[Assigned task] Each line of the material below must be transcribed exactly.

[Records for the task]

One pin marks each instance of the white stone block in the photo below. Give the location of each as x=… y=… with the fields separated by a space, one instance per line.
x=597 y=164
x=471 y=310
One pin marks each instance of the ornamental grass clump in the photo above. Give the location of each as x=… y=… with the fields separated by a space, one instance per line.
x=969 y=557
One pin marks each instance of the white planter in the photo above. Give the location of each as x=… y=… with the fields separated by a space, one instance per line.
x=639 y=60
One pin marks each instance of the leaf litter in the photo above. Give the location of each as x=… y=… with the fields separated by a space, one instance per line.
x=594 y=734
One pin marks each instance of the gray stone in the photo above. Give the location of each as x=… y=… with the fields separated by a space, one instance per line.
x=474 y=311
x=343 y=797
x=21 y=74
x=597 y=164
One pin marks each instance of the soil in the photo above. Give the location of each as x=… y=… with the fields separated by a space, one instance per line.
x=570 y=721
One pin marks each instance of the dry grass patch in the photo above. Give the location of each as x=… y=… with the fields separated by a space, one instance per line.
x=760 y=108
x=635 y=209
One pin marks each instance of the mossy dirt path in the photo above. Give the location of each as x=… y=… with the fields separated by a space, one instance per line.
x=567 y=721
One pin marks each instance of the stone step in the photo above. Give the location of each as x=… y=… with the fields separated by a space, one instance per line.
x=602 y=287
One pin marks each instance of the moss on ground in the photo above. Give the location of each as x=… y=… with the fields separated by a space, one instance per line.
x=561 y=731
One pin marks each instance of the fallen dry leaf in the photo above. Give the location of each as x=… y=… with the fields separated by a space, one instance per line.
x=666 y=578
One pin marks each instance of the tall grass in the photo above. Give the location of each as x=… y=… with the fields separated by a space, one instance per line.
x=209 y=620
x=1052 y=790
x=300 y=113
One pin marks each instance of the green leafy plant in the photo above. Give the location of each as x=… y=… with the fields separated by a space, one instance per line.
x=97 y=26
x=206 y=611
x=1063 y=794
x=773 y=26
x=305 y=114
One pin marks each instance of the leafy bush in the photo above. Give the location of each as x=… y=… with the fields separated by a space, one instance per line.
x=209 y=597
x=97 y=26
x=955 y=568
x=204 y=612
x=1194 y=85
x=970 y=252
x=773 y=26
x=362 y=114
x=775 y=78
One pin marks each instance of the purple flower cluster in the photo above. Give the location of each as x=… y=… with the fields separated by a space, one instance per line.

[Exercise response]
One pin marks each instance of the white stone block in the photo below. Give the location of each as x=… y=… with the fields separated by a space, one instance per line.
x=597 y=164
x=471 y=310
One pin marks each instance of the ornamental grass clump in the photo above. Give the location of each as x=… y=… with the fields separated by a space, one instance per line.
x=969 y=557
One pin marks each instance of the white planter in the photo above. Give the location of each as x=… y=… with the fields separated by a space, one instance per line.
x=639 y=60
One pin marks each instance of the leaf litter in the photo above. Give the location of each as x=… y=… with the fields separated by a space, one instance per line.
x=594 y=734
One pin marks each instance of the gray stone in the photo above. Give the location of each as x=… y=… with the fields separated by a space, one instance per line.
x=474 y=311
x=343 y=797
x=21 y=74
x=597 y=164
One pin marks each instance of the soil in the photo above. Give the location of each as x=… y=… with the fields separated by a space, one instance per line.
x=570 y=721
One pin marks each instance of the dry grass patch in the photo above. Give the location of each as x=… y=… with the fields separated by a space, one instance per line.
x=760 y=108
x=635 y=209
One pin marks each instance of the mossy dirt path in the photo above. Give the location of each as x=… y=… with the fields separated by a space, one instance per line.
x=567 y=721
One pin marks each instance of the stone step in the photo above. Give the location of each as x=… y=… with the fields separated by a space, one instance per line.
x=602 y=287
One pin marks each instance of the moss on ground in the photo above. Give the location of each as x=… y=… with the fields separated by a space, one instance per line.
x=561 y=731
One pin marks each instance of the fallen dry leaf in the photo above. Give the location of each as x=… y=… with the fields separated by a space, one instance per line.
x=666 y=578
One pin marks each instance of the tall grass in the photo above. Give the location of each as x=… y=… with the fields separated by a space, one instance per line.
x=209 y=620
x=1052 y=790
x=300 y=113
One pin marks each instance of the green leafy plant in the photo above. Give the location of each as x=… y=… with the fields separated by a space, one instance per line.
x=97 y=26
x=206 y=611
x=1063 y=794
x=773 y=26
x=305 y=114
One pin marks each instance of the leafy bush in the photo above. Give the location of each as x=… y=… with the fields separated by a space, one instance per line.
x=209 y=597
x=97 y=26
x=955 y=568
x=204 y=612
x=1194 y=85
x=970 y=252
x=773 y=26
x=362 y=114
x=775 y=78
One pin marks each instance of the purple flower cluster in the photo above. Give the location of each as x=… y=… with the fields separated by a space, one instance per line.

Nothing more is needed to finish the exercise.